● Source extract:
══════════════════════════════
Finally, there is Le Déjeuner of 1868, which in certain respects is the most accomplished of the three major figure paintings, but which by opting for a scene of sheerest domesticity (a luncheon table loaded with edibles, Camille seated next to her and Monet’s infant son Jean, a woman in black looking on, a maid in the background either entering or leaving the room, and an empty chair and a place setting evidently meant as the painter’s) as well as for the most traditional execution falls far short of providing a strong solution to the larger problem at hand. It goes without saying that none of the three canvases just cited bears on the issue of antitheatricality in any meaningful way, the Women in the Garden coming closest, perhaps.
Two other single-figure paintings by Monet are pertinent here, the Woman in a Green Dress (modelled for by Camille), supposedly painted in just a few days for the Salon of 1866 after it became clear that the Déjeuner sur l’herbe could not be completed in time. In fact the Woman in a Green Dress was a considerable success, with praise lavished especially on the realistic rendering of the costume, the woman herself having been depicted largely from the back (somewhat as if she were walking away) with a closed fan raised to her cheek, holding a pose that might well be described as theatrical in the sense of archly self-aware (in effect a touch of Manet put to a different purpose). And then the strangest of all Monet’s figure paintings, La Japonnaise (1875-76), shown in the second Impressionist exhibition (along with Le Déjeuner) in 1876, in which a young woman with red-blonde hair (Camille in a wig) dressed in an outlandish red Japanese actor’s robe decorated with a half-monstrous warrior drawing a sword and with an open fan raised above her face gazes provocatively over her shoulder at the beholder. The effect is openly theatrical, which I understand as a deliberate vulgarization of the far more complex and arresting confrontations with the viewer that one finds in works by Manet like Mlle V . . . in the Costume of an Espada or for that matter The Fifer of 1866. In any case, a picture like La Japonnaise had no future in Monet’s art.
══════════════════════════════
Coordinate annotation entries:

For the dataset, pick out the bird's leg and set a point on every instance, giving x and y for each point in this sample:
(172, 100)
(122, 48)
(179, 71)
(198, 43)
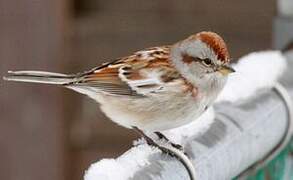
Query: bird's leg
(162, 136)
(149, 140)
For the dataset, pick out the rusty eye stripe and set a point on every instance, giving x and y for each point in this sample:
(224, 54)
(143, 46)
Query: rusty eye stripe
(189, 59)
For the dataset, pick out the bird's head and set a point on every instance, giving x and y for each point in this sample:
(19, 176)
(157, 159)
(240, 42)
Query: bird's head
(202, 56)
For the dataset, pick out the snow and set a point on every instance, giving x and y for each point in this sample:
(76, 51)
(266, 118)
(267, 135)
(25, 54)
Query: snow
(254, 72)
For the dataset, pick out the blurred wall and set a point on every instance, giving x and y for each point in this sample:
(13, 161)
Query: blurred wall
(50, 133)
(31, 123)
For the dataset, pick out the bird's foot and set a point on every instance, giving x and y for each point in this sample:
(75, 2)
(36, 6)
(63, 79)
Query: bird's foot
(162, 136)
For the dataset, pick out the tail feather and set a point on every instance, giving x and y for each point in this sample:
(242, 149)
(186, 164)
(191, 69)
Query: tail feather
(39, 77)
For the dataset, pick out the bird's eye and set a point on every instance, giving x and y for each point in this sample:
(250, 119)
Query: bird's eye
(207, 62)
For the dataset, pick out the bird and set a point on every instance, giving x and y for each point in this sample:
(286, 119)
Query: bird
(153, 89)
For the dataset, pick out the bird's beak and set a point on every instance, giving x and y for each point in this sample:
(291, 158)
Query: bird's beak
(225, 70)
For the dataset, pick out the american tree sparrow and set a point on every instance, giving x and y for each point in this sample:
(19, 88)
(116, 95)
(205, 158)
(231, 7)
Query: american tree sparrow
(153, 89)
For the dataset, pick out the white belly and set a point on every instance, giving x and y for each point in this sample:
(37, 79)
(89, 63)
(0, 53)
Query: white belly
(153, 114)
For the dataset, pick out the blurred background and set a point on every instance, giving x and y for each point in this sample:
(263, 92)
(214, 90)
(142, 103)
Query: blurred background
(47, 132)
══════════════════════════════
● Required work:
According to the passage on Monet's figure paintings, in which exhibition was La Japonnaise shown? Rely solely on the passage about Monet's figure paintings and not on the material.

● Worked solution:
It was shown in the second Impressionist exhibition in 1876.